DATA UNDER STUDY:
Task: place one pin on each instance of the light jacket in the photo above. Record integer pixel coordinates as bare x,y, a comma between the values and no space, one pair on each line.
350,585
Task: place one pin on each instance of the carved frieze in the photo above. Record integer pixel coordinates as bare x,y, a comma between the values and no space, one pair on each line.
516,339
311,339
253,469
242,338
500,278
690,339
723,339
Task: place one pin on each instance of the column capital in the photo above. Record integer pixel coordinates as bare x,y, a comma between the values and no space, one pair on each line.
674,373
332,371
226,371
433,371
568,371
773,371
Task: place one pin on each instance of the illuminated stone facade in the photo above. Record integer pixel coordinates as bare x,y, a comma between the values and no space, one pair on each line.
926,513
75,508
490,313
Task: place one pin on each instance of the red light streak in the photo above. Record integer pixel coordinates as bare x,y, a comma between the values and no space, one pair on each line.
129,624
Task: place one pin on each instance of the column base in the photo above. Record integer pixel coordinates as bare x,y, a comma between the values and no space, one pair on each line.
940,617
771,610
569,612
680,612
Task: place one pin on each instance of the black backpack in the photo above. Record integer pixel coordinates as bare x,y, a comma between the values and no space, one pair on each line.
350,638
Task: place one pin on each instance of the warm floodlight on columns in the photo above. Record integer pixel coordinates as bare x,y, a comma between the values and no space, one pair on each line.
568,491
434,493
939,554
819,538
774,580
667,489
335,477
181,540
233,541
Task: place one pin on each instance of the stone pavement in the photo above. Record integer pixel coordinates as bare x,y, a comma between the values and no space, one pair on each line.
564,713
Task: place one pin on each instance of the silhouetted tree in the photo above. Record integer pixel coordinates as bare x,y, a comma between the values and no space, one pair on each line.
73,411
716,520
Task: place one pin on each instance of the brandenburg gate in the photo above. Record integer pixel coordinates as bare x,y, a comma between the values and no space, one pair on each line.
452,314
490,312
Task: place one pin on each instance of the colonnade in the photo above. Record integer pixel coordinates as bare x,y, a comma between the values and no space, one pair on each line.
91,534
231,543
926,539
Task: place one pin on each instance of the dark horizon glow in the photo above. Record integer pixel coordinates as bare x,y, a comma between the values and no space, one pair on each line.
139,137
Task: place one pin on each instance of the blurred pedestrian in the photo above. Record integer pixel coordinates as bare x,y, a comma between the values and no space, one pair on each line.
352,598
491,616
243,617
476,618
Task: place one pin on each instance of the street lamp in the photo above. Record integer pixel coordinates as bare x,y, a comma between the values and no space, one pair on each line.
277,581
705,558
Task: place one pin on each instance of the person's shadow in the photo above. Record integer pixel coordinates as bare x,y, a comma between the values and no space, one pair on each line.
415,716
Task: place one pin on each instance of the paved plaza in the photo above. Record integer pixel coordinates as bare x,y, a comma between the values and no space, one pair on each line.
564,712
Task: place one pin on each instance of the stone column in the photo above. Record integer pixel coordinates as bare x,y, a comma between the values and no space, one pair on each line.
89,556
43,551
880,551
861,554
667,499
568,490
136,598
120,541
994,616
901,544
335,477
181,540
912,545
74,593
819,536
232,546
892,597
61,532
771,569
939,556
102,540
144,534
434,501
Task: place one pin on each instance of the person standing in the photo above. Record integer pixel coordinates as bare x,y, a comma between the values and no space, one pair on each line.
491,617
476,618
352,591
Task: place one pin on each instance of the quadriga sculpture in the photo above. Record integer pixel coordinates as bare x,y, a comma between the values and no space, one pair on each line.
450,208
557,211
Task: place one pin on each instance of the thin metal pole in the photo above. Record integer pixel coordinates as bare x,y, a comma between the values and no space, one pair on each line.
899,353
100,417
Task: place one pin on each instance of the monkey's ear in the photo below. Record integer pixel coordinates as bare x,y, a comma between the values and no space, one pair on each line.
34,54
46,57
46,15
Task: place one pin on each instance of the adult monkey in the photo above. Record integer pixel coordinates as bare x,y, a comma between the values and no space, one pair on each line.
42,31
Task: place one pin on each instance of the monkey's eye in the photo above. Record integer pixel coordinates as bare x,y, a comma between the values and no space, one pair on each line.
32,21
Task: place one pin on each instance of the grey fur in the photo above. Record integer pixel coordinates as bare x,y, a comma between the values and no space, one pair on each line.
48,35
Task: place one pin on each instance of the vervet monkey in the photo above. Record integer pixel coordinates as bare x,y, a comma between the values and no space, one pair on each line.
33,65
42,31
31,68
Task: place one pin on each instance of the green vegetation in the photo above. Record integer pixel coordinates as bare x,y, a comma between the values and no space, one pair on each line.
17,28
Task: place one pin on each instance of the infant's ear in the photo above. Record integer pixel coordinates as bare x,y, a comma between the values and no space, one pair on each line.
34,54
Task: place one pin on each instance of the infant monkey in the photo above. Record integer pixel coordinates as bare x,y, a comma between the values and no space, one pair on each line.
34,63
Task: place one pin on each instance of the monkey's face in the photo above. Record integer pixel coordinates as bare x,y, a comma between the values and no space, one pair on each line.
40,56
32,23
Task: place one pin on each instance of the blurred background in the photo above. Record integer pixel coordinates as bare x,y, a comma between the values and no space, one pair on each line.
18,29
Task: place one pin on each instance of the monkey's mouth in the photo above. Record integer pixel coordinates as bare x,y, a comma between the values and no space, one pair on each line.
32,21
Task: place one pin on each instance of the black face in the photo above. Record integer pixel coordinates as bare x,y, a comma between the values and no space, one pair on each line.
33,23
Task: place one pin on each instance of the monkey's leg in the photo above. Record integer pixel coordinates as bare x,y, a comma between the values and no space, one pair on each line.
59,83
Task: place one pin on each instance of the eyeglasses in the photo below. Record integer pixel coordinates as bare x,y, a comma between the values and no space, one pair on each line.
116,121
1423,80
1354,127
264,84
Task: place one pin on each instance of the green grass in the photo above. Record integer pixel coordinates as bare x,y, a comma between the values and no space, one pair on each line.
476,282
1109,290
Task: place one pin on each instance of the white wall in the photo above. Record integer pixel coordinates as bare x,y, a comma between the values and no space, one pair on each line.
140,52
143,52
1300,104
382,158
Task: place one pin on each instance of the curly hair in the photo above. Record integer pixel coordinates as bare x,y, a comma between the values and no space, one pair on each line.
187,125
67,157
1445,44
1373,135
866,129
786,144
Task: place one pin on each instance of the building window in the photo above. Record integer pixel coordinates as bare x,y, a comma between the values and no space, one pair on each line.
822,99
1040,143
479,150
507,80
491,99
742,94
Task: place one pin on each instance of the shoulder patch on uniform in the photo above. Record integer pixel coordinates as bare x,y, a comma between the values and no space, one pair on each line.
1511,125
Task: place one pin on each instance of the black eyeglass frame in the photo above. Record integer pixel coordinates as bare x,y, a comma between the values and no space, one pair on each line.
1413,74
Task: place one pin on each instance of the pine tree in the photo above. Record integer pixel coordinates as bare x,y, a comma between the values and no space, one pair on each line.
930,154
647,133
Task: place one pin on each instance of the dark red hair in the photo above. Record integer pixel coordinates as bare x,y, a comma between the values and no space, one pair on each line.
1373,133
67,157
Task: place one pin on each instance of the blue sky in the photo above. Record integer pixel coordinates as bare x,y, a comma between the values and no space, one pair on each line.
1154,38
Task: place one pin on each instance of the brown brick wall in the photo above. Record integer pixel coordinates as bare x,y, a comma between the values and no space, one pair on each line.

WHAT IS REQUIRED: Please set down all of the records exactly.

THE COMPLETED TASK:
Task: place one pin on each instance of the light jacket in the photo above. Record integer pixel coordinates as bare x,y, a comma between the values and no space, one pair on each line.
350,585
Task: place one pin on each instance of the carved frieze in the photo above. Record integer pixel coordinates as bare x,y, a comma between the values and no space, one pair on each line.
516,339
311,339
253,469
242,338
500,278
690,339
723,339
Task: place one pin on each instance of the column capital in the photo above. Record integer pixel coordinates as bare x,y, a comma between the values and no space, one pair on each line.
674,373
332,371
226,371
433,371
568,371
773,371
Task: place one pin on each instance of the illuminated stone facade in the photo above. Record integer pixel coordinates as bare x,y, a comma between the values and no space, one pair on each line.
926,513
75,508
490,313
Task: place one pin on each instance of the red light streak in the photo above. Record integer pixel coordinates as bare x,y, a comma between the values and no space, one pair on each line.
129,624
Task: place one pin on each instance of the column base in the photo above. Record integer pixel coordinates as bare x,y, a comma between the values and no space, one pair on each line.
940,617
771,610
569,612
680,612
Task: place one pin on each instance of the black backpack in the photo above. Record integer pixel coordinates as bare x,y, a comma between the values and no space, one pair on each line.
350,638
Task: place one pin on each instance of the warm floodlight on columns in the photo above. Record integer pixel coordinates as bare x,y, a comma between the values and no space, one pair on each line.
568,491
434,493
939,554
819,538
774,580
667,489
335,477
181,540
233,541
Task: place one pin on each instance of the stone pavement in the photo above. Record integer pixel coordinates as bare x,y, a comma between the values and no space, one pair on each line.
564,713
Task: place one pin on each instance of the silhouetted tree in the photo above. Record integer pixel coordinates as bare x,y, a comma between the values and no space, one pair on each line.
73,411
716,520
Task: place one pin on each instance of the brandenburg gate in the photo above. Record integer pixel coordinates as bare x,y, a comma between the values and no space, one pair on each line.
452,314
490,312
Task: place one pin on each instance of the colonnade in the photo above. Record integer pixel coordinates as bare x,y, a comma between the values and no space, one pair on each line.
91,534
231,543
926,539
Task: place one pin on each instance of the dark horizon glow in the photo above. Record integer pixel coordinates as bare x,y, a comma between the values and no space, one pair on each line.
139,137
Task: place one pin on each instance of the blurred pedestrian in the photo above. Record integer pixel coordinates as bare x,y, a comma between the values and no space, one pair on each line.
352,598
491,616
243,617
476,618
Task: place one pin on each instance of the street lamp in the photo above. Record integer pixel coordinates as bare x,y, a comma between the values and no space, one pair on each line.
277,581
705,558
Task: place one pin on each instance of the person's shadow in the photo above. Record integer pixel coordinates as bare x,y, a comma between the values and no space, one pair on each line.
415,716
Task: place one pin on each instance of the paved plaza in the photo above. Record integer pixel coordinates as bare x,y, a comma between the values and no space, one pair on each line.
564,712
Task: place one pin on each instance of the stone column in the photo above. Record integer pixel coordinates as bare x,y, a comma between the values and no space, one pair on each line.
89,556
43,551
880,551
861,554
667,499
568,490
136,598
120,541
994,616
901,544
335,477
181,540
912,545
74,593
819,536
232,546
892,597
61,532
771,569
939,556
102,540
144,534
434,501
Task: place one pin on each instance of the person standing in the photo above. Record integer pixel coordinates as bare x,y, a comma between the values and no space, one pair on each line.
491,617
476,618
352,591
Task: place one pin on each instance of the quadriga sculpture in the photo above. Record integer pixel coordinates as bare x,y, a comma between the values and no space, one pair on each line.
450,208
557,211
Task: place one pin on each instance of the thin metal pole in the photo above. Record integer pixel coordinates as bare x,y, a comma between the values and no space, one pair on each line.
899,353
100,417
Task: place one pin on each instance of the monkey's ear in the photo below. Record integer pixel coordinates as bare x,y, a comma between the values and no space, one pair on each line.
34,54
46,57
46,15
Task: place one pin on each instance of the adult monkey in the photo above. Record integer pixel coordinates as bare x,y, a comma between the values and no space, one pair on each line.
42,31
Task: place one pin on each instance of the monkey's eye in the photo above. Record integer pixel coordinates as bare x,y, a comma between the values and no space, one pair on each line.
32,21
Task: place one pin on each instance of the grey fur in the photo above. Record integer pixel coordinates as bare x,y, a comma between the values and no space, one pair on each line.
48,35
Task: place one pin on each instance of the vervet monkey in the photo above. Record integer pixel coordinates as bare x,y, a comma between the values and no space, one pair on each line.
33,65
42,31
31,68
Task: place one pin on each instance of the green vegetation in the photo above. Record integer pixel coordinates as bare x,y, a comma between the values and no space, one pair on each line.
17,28
Task: place one pin on each instance of the infant's ear in the photo above. Record integer pixel coordinates as bare x,y, a comma between the values and no space, one pair on each line.
34,54
Task: place one pin on each instance of the infant monkey in the photo above. Record integer pixel coordinates as bare x,y, a comma between the values and no space, one pair on each line.
34,63
Task: place one pin on each instance of the monkey's face in the photo above. Record integer pixel coordinates as bare x,y, a comma between the values and no space, one pair on each line.
40,56
32,23
Task: place one pin on each instance of the blurred background in the photo above. Record integer pixel coordinates as bare x,y, a comma between the values and no space, one pair on each line.
18,29
Task: place one pin on each instance of the monkey's mouth in the photo above. Record integer pixel coordinates as bare x,y, a comma between the values and no space, one pair on each line.
32,21
Task: place one pin on each instance of the black face in the photo above. Record integer pixel coordinates as bare x,y, a comma between the values and no space, one pair on each line.
33,23
Task: place one pin on each instance of the monkey's leg in the photo above. Record integer pixel coordinates as bare x,y, a comma between the values and no space, one pair on each line.
59,83
Task: place one pin on each instance of the eyeglasses in the photo below. Record integer pixel coordinates as bare x,y, a comma between the values and no space, one pair on each line.
116,121
1423,80
1354,127
264,84
Task: place one pin on each instance of the green grass in the photo above. Record integer pixel coordinates as bare x,y, a comma between the values and no space, one pair on each line.
476,282
1109,290
Task: place one pin on each instance of the white wall in the photo above. Record integer pixel coordinates as bare x,y, a comma between the values and no space, one pair on each line.
140,52
143,52
1300,104
382,158
Task: place one pin on each instance of the curly hair in the photo above. Record integer pixel coordinates as bare x,y, a comma between the values and no space, one pair on each line.
187,125
67,157
1445,44
1373,135
866,129
786,144
Task: place one pin on each instance of the building window in the photo above. Record integer pixel coordinates as bare x,y, a comma between the values and no space, one pair on each line.
822,99
1040,143
479,150
507,80
491,99
742,94
Task: place one pin on each instance of the shoulder patch on uniform in the photo above. Record integer pixel coordinates as bare x,y, a comma between the values and no space, one pair on each line.
1511,125
Task: place one pin on each instance of the black eyeglass frame in the photo above. Record integer pixel coordinates as bare x,y, a comma between the values and no space, one pair on each line.
1413,74
Task: place one pin on each instance of the pine tree in the photo above. Record integer pixel coordinates as bare x,y, a comma between the values and no space, one pair on each line.
930,154
647,133
Task: place one pin on each instance of the dark red hair in the photo above. Record integer pixel coordinates as bare x,y, a comma between the values and no space, one pair on each line.
1373,133
67,157
Task: place one pin on each instance of the blue sky in the photo above. Record integer pixel coordinates as bare x,y, a comma between the values and no space, one pair on each line.
1154,38
Task: place one pin on each instance of the brown brick wall in the photo above. Record integer pixel coordinates as bare x,y, a comma between the values and no space, one pair on each line.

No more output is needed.